▸ **What to work on**: Could you restate the entries below word for word and leave the images out?

▸ **Records from a dataset**:

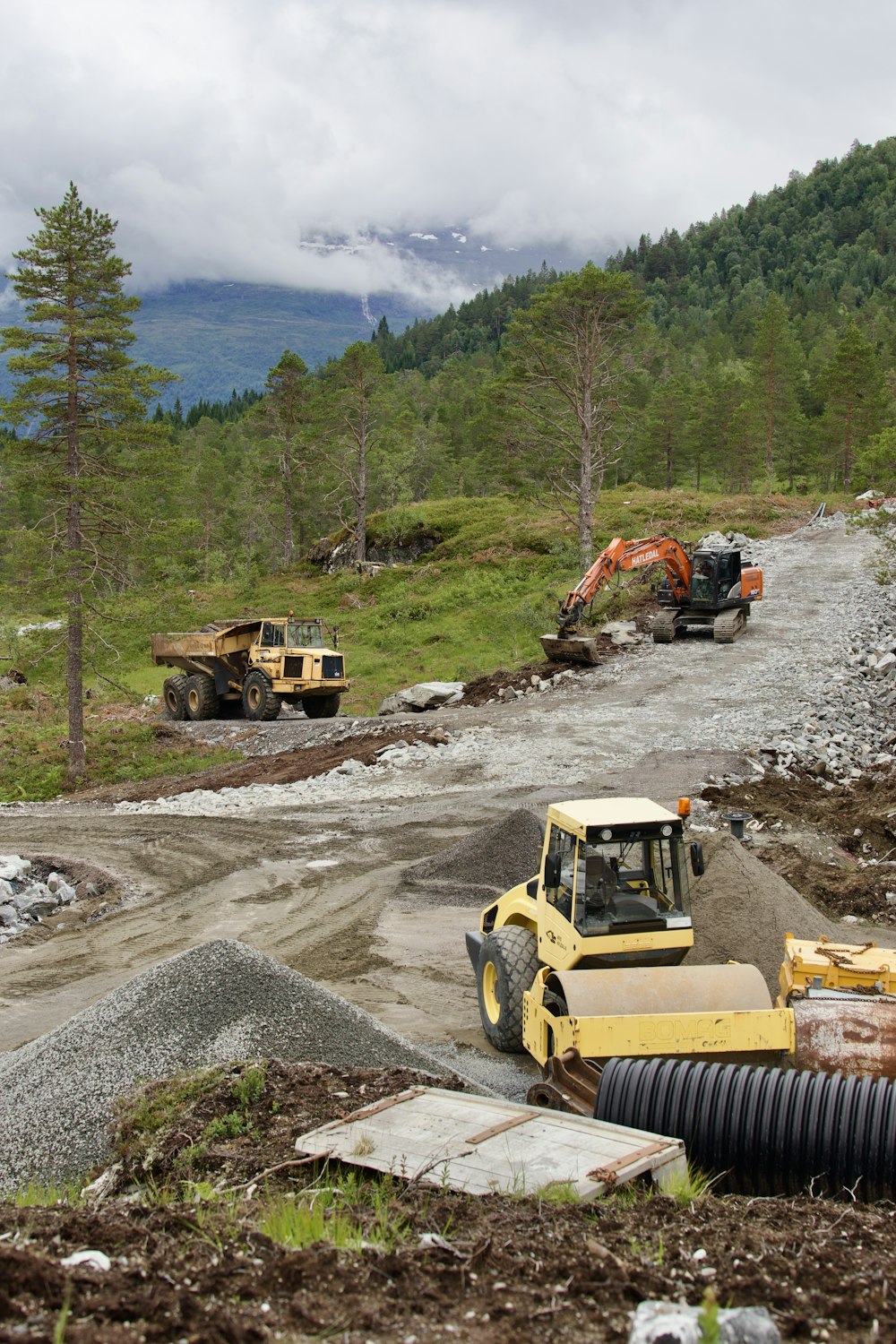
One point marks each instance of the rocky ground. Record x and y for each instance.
(793, 723)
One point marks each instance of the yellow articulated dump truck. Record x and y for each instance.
(252, 667)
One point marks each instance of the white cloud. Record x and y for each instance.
(223, 134)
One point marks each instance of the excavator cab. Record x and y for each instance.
(715, 578)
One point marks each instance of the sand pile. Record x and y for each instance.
(490, 860)
(742, 911)
(215, 1003)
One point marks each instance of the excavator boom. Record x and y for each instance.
(708, 588)
(616, 558)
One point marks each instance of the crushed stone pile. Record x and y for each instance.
(742, 911)
(217, 1003)
(24, 900)
(489, 860)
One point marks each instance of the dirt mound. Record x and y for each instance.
(836, 847)
(455, 1266)
(485, 688)
(742, 910)
(280, 768)
(487, 860)
(215, 1003)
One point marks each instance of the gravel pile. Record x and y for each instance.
(485, 863)
(742, 910)
(849, 728)
(215, 1003)
(24, 900)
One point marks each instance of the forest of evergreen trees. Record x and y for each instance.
(766, 360)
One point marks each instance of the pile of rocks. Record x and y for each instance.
(26, 900)
(536, 685)
(849, 730)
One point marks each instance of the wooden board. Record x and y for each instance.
(484, 1145)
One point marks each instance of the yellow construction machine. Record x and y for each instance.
(611, 892)
(581, 964)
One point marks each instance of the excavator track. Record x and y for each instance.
(728, 625)
(664, 628)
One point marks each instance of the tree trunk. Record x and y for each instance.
(74, 542)
(360, 502)
(586, 487)
(287, 470)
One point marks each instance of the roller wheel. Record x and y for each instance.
(174, 694)
(320, 706)
(202, 696)
(260, 702)
(508, 962)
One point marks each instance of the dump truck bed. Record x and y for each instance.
(217, 642)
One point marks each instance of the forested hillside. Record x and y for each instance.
(759, 354)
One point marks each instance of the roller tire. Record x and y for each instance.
(508, 962)
(174, 695)
(202, 698)
(260, 702)
(322, 706)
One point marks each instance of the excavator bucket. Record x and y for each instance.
(570, 648)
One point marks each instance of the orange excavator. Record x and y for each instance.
(702, 588)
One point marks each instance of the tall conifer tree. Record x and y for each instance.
(83, 403)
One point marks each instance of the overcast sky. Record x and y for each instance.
(223, 134)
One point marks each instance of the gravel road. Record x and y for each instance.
(246, 865)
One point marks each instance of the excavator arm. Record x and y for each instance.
(619, 556)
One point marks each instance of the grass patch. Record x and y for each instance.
(48, 1195)
(351, 1212)
(34, 749)
(477, 599)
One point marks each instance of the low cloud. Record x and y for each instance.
(228, 139)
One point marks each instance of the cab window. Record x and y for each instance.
(563, 849)
(306, 634)
(271, 634)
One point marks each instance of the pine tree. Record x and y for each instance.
(289, 413)
(85, 405)
(352, 386)
(775, 370)
(855, 394)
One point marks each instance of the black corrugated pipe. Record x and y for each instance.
(763, 1131)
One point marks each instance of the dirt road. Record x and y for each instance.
(246, 865)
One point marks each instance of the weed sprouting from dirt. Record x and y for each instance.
(688, 1187)
(351, 1212)
(48, 1195)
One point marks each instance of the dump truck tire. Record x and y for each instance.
(508, 962)
(202, 696)
(174, 694)
(322, 706)
(260, 702)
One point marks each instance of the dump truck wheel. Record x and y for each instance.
(260, 702)
(508, 962)
(202, 696)
(174, 694)
(320, 706)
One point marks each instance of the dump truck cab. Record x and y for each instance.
(613, 890)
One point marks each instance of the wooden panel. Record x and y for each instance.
(482, 1145)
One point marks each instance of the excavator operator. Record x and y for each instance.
(702, 582)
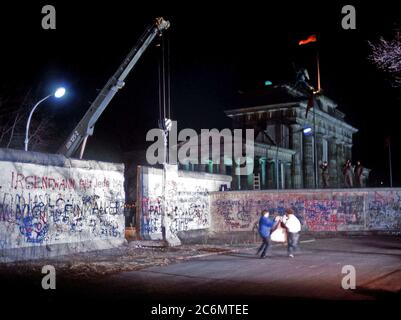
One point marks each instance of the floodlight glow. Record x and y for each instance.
(59, 92)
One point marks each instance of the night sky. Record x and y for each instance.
(217, 50)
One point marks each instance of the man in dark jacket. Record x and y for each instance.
(265, 226)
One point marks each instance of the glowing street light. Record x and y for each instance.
(57, 94)
(307, 131)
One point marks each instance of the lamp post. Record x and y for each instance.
(306, 131)
(57, 94)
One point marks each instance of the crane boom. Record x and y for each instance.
(85, 127)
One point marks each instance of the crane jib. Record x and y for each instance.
(86, 125)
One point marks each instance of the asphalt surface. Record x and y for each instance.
(236, 277)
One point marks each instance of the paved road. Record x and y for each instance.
(239, 277)
(315, 273)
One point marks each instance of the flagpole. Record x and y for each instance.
(389, 159)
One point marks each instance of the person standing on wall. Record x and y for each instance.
(265, 227)
(325, 174)
(347, 171)
(293, 226)
(358, 172)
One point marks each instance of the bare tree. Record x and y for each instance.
(386, 55)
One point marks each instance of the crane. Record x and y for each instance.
(85, 127)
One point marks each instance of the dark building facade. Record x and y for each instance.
(283, 154)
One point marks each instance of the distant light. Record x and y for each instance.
(59, 92)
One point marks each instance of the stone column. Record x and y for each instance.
(270, 174)
(287, 175)
(296, 135)
(319, 158)
(262, 166)
(222, 166)
(340, 162)
(348, 151)
(308, 169)
(332, 162)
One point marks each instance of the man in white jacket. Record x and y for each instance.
(293, 226)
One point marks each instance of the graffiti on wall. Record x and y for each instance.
(384, 210)
(187, 202)
(240, 211)
(64, 207)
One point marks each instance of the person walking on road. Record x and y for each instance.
(293, 226)
(265, 226)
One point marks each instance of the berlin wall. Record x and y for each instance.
(51, 205)
(187, 200)
(319, 210)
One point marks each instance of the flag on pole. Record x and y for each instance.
(310, 39)
(387, 142)
(310, 104)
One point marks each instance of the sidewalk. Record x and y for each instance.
(132, 256)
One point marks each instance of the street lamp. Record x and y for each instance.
(306, 131)
(57, 94)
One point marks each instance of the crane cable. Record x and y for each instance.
(164, 79)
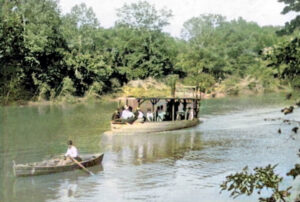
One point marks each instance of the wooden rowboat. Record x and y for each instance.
(151, 127)
(41, 168)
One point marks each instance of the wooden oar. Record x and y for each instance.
(80, 165)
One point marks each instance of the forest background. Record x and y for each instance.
(47, 55)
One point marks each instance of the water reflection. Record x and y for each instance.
(145, 148)
(184, 165)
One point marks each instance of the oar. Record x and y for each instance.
(80, 165)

▸ **Result of the exercise**:
One point marks each instance of the rocky ground. Record x and y for each instance.
(793, 723)
One point marks each instance of the yellow articulated dump truck. Record x and y for each instance.
(252, 667)
One point marks each instance of the white cloud. Record x and y for each instance.
(223, 134)
One point marks each instance of the excavator cab. Record x and y for each instance.
(715, 578)
One point marks each instance of the sand pile. Record x and y for each instance.
(490, 860)
(742, 911)
(215, 1003)
One point marks each instance of the excavator boom. Record x and y for each instance.
(708, 588)
(616, 558)
One point marks each instance of the crushed stone pile. Record x and y for each instance.
(742, 911)
(217, 1003)
(24, 900)
(489, 860)
One point marks each instance of the dirt mound. Record x and y for each instance.
(836, 847)
(455, 1266)
(485, 688)
(742, 910)
(280, 768)
(487, 860)
(215, 1003)
One point marks each instance of the gravel pile. Record x and y for each instance.
(485, 863)
(742, 910)
(849, 728)
(215, 1003)
(24, 900)
One point marks each instance of the forest of evergreen trees. Record x and y for each instance.
(766, 360)
One point marks each instance of the pile of rocks. Record x and y for each instance.
(26, 900)
(536, 685)
(849, 730)
One point marks each instance of the wooden board. Record x and y for each instance.
(484, 1145)
One point marks each instance of the yellow construction machine. Record x and y for each instance.
(611, 892)
(581, 964)
One point marks each instance of the excavator track. Record x and y for each instance.
(728, 625)
(664, 628)
One point marks each instance of the tree trunk. Record x and y for each instance.
(74, 542)
(360, 502)
(586, 487)
(287, 470)
One point marks each instance of the roller wheel. Record x and y for each instance.
(174, 694)
(320, 706)
(202, 696)
(260, 702)
(508, 962)
One point marks each instance of the dump truck bed. Record x and y for each instance.
(217, 642)
One point marks each instance of the forested hillside. Record x and y for each instance.
(759, 354)
One point marks each instance of the roller tire. Record x and y for each instance.
(508, 962)
(174, 695)
(202, 698)
(260, 702)
(322, 706)
One point marks each instance of the excavator bucket. Record x and y for each instance.
(570, 648)
One point marks each instance of the orange excavator. Record x and y for each instance.
(702, 588)
One point marks each instance of the tall conifer tree. Record x and y for each instance.
(83, 403)
One point marks each instance of the overcast sky. Record x and y for each instance.
(223, 134)
One point marks each instance of the gravel road. Record x and y for each instance.
(246, 865)
One point marks each instance of the excavator arm. Record x and y for each instance.
(619, 556)
One point marks each instance of the grass patch. Record x and y for each instance.
(48, 1195)
(351, 1212)
(34, 749)
(477, 599)
One point marks each instance of the low cloud. Record x and y for each instance.
(228, 139)
One point marks each instance of the cab window. Record x and y for each instance.
(563, 849)
(306, 634)
(271, 634)
One point marks each instance of the pine tree. Record x and y for each instance.
(289, 413)
(85, 405)
(352, 386)
(775, 370)
(855, 394)
One point marks each instance of the black corrugated pipe. Record x and y for each instance.
(763, 1131)
One point marks each instance of the dirt road. Record x and y for each instance.
(246, 865)
One point marks each instance of the weed sprouting from dirt. Record x and y for each instance.
(688, 1187)
(351, 1212)
(48, 1195)
One point marks each instance of the dump truck tire. Record x and y for each instance.
(508, 962)
(202, 696)
(174, 694)
(322, 706)
(260, 702)
One point marks each instance of the dump truck wheel. Record x and y for each instance.
(260, 702)
(508, 962)
(202, 696)
(174, 694)
(320, 706)
One point marks each instance of the dump truck cab. Record x and y for each instance.
(613, 890)
One point marks each instance of the wooden panel. Record x and y for each instance.
(482, 1145)
One point marks each instance of the excavator operator. Record x and y for each instance.
(702, 582)
One point marks each instance of the floodlight glow. Record x and y for each instance.
(59, 92)
One point marks each instance of the night sky. Record x and y for each instance.
(217, 50)
One point marks each instance of the man in dark jacket. Record x and y for each instance.
(265, 226)
One point marks each instance of the glowing street light. Record x and y for each instance.
(57, 94)
(307, 131)
One point marks each instance of the lamp post. Record x and y for each instance.
(306, 131)
(57, 94)
One point marks each instance of the crane boom. Record x and y for each instance.
(85, 127)
One point marks each instance of the crane jib. Record x and y for each instance.
(86, 125)
One point marks each instance of the asphalt surface. Record x and y for each instance.
(236, 277)
One point marks each instance of the paved road. Record x and y for each instance.
(239, 277)
(315, 273)
One point marks each instance of the flagpole. Record x and y for each instance.
(389, 159)
One point marks each instance of the person standing on wall. Record x and y for each instance.
(265, 227)
(325, 174)
(347, 171)
(293, 226)
(358, 172)
One point marks each instance of the bare tree. Record x and y for each instance.
(386, 55)
One point marks each instance of the crane. Record x and y for each instance.
(85, 127)
One point marks each instance of the dark building facade. Record x and y for each instance.
(283, 154)
One point marks each instance of the distant light. Record x and y for each instance.
(59, 92)
One point marks each instance of the stone column. Record x and y for each instance.
(270, 174)
(287, 175)
(296, 135)
(319, 158)
(262, 166)
(222, 166)
(340, 162)
(348, 151)
(308, 169)
(332, 162)
One point marks each instance of the man in white jacket. Record x and y for each instance.
(293, 226)
One point marks each instance of the graffiti on wall. Record x and y for each instance.
(384, 210)
(187, 202)
(240, 211)
(64, 207)
One point marks each instance of the person walking on road. Record x and y for each instance.
(293, 226)
(265, 226)
One point marks each instance of the berlin wall. Record x and y for each instance.
(51, 205)
(187, 200)
(319, 210)
One point marks each instance of the flag on pole. Record x and y for each instance.
(310, 39)
(387, 142)
(310, 104)
One point marks each instance of the sidewalk. Record x and y for each instance.
(132, 256)
One point marks each instance of the street lamp. Record x and y for each instance.
(306, 131)
(57, 94)
One point marks each instance of the crane cable. Record x and y for each instance.
(164, 79)
One point marks each instance of the wooden rowboat. Record x and y for each instance.
(151, 127)
(41, 168)
One point marks each instance of the wooden oar. Record x and y for each instance.
(80, 165)
One point marks each instance of the forest background. Record x and y for each instance.
(47, 55)
One point marks each instance of the water reflection. Record x and y for each instance.
(145, 148)
(184, 165)
One point marks each instance of the oar. Record x and y for each instance.
(80, 165)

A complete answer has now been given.